Start

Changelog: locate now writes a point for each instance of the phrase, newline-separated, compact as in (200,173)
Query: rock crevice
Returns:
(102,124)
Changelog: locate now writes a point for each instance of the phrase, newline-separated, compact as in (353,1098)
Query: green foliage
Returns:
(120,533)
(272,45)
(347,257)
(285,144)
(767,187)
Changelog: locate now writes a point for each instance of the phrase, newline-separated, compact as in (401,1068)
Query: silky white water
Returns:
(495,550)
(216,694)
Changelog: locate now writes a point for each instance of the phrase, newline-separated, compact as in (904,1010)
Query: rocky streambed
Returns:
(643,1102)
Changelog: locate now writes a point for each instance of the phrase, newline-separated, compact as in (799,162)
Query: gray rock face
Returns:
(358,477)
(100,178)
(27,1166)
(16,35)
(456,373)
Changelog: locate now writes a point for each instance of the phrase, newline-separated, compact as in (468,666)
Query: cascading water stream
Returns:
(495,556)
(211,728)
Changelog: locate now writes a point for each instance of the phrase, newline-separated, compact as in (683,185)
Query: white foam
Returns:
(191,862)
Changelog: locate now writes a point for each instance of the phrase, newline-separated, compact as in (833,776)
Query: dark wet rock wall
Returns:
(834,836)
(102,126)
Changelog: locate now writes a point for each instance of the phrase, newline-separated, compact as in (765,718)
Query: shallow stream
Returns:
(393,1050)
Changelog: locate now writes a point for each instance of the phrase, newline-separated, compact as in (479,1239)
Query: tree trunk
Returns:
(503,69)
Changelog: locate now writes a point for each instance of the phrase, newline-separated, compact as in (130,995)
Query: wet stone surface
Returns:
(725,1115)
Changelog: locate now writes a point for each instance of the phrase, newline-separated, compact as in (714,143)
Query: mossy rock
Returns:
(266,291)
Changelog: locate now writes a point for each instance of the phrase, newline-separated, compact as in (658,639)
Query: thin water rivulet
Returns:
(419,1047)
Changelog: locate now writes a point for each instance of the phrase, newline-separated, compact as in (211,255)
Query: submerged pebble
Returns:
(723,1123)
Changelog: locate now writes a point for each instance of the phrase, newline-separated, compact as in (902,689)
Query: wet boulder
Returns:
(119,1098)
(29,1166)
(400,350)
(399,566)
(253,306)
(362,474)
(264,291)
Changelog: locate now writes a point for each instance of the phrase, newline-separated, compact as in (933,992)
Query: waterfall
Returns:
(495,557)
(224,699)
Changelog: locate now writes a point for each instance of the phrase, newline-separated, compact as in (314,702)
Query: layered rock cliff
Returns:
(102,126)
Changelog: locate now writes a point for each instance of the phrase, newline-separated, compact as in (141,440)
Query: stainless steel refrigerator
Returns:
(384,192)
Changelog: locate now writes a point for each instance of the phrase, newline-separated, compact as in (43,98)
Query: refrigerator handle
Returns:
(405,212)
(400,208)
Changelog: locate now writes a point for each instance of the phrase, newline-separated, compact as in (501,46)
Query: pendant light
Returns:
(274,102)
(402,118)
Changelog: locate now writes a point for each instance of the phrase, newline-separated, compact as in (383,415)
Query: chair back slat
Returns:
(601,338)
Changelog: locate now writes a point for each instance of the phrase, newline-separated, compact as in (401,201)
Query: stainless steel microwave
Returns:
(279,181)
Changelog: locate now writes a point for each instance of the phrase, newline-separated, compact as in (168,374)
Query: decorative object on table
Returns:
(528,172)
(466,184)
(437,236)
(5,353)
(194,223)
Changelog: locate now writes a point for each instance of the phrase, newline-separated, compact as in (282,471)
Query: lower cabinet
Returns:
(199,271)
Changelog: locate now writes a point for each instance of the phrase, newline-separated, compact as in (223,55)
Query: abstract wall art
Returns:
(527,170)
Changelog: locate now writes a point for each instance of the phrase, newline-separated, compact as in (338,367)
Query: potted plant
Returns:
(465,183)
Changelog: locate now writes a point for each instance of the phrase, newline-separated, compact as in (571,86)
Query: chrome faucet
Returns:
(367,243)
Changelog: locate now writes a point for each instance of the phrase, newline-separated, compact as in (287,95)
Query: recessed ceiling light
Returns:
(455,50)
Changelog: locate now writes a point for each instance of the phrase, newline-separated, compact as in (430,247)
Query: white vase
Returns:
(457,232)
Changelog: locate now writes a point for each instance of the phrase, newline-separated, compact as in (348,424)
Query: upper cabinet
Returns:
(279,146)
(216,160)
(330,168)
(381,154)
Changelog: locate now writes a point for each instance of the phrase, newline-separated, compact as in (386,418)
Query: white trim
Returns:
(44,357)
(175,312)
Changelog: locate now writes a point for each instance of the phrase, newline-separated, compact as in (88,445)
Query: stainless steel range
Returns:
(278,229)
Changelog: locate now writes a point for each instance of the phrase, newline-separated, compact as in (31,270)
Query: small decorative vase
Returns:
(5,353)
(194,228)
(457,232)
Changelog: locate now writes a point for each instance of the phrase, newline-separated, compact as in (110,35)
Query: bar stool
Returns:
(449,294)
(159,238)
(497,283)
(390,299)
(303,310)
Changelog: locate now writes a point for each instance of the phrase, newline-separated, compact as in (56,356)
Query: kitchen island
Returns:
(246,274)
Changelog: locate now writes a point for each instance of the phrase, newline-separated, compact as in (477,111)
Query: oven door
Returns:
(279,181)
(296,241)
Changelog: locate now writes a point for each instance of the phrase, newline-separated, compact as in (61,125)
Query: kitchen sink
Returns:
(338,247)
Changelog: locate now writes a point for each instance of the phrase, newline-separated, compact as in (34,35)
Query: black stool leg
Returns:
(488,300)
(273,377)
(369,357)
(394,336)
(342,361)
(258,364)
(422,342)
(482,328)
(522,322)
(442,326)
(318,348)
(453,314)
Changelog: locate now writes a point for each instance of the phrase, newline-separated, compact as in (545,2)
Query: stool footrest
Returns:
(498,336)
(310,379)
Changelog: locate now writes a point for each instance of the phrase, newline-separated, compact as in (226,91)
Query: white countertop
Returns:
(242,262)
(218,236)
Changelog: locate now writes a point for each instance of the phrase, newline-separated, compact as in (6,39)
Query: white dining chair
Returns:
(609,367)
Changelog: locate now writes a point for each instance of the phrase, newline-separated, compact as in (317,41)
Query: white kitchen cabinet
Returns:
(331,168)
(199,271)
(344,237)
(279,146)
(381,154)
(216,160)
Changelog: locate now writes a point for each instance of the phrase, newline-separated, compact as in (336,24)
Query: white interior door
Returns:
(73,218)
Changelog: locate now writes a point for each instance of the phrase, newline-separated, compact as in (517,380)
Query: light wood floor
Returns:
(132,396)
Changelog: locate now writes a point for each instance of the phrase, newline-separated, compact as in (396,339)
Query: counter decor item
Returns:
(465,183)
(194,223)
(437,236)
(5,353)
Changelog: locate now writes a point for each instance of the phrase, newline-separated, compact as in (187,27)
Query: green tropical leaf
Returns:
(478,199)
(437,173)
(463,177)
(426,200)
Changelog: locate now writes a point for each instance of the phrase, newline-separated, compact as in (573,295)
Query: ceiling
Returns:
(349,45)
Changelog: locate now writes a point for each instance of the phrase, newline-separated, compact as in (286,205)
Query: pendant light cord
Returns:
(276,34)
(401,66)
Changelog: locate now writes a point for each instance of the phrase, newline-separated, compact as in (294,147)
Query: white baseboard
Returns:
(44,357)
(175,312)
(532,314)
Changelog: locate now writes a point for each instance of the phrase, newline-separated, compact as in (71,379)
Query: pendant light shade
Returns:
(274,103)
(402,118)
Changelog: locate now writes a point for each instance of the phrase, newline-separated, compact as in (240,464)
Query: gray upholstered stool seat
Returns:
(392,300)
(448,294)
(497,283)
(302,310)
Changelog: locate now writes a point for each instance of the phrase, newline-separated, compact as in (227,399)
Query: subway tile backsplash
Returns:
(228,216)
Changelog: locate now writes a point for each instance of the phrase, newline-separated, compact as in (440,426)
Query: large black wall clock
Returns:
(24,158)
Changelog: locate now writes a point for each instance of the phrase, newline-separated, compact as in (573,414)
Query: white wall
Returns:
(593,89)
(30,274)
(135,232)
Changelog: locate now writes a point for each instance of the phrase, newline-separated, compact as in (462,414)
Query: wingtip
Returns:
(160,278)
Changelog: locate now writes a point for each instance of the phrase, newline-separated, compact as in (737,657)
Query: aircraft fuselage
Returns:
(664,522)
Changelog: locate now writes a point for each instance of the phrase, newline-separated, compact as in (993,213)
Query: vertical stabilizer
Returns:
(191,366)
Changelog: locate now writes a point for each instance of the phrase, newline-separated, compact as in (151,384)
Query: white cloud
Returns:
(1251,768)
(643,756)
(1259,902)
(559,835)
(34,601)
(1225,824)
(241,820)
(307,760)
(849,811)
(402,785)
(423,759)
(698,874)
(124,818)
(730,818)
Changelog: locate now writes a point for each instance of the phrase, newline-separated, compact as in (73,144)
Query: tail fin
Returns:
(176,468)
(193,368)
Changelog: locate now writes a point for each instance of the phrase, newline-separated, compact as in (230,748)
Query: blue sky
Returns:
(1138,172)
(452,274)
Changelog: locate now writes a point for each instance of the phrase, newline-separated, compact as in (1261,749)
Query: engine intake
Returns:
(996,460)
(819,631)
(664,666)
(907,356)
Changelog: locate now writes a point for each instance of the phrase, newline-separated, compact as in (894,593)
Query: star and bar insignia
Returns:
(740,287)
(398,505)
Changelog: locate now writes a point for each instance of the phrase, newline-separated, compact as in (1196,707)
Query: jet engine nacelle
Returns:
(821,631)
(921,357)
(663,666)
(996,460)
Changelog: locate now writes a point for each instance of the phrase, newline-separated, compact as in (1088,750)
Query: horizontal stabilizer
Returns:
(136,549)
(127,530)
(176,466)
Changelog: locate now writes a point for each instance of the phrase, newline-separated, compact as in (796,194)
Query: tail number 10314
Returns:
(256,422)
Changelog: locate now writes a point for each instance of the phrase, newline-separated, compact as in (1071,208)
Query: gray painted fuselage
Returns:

End

## Task requirements
Copy exactly, and only, the lines from the one containing "as in (1196,707)" through the last line of the listing.

## Exercise output
Changelog: locate now writes a point for each instance of the phrase, newline-separated, compact as in (1196,707)
Query: jet engine nacelle
Returns:
(821,631)
(921,357)
(663,666)
(996,460)
Changelog: locate now writes a point for each instance of the phrase, newline-separated, compact as in (1088,750)
Query: horizontal stabilizer
Returns:
(136,549)
(127,530)
(176,466)
Changelog: locate now writes a point for each instance of the phrase, newline-separated, compact as in (796,194)
Query: tail number 10314
Returns:
(256,422)
Changelog: locate now writes a point for each instance of the phrase, newline-separated, compact as in (1071,208)
Query: gray painted fuselage
Returns:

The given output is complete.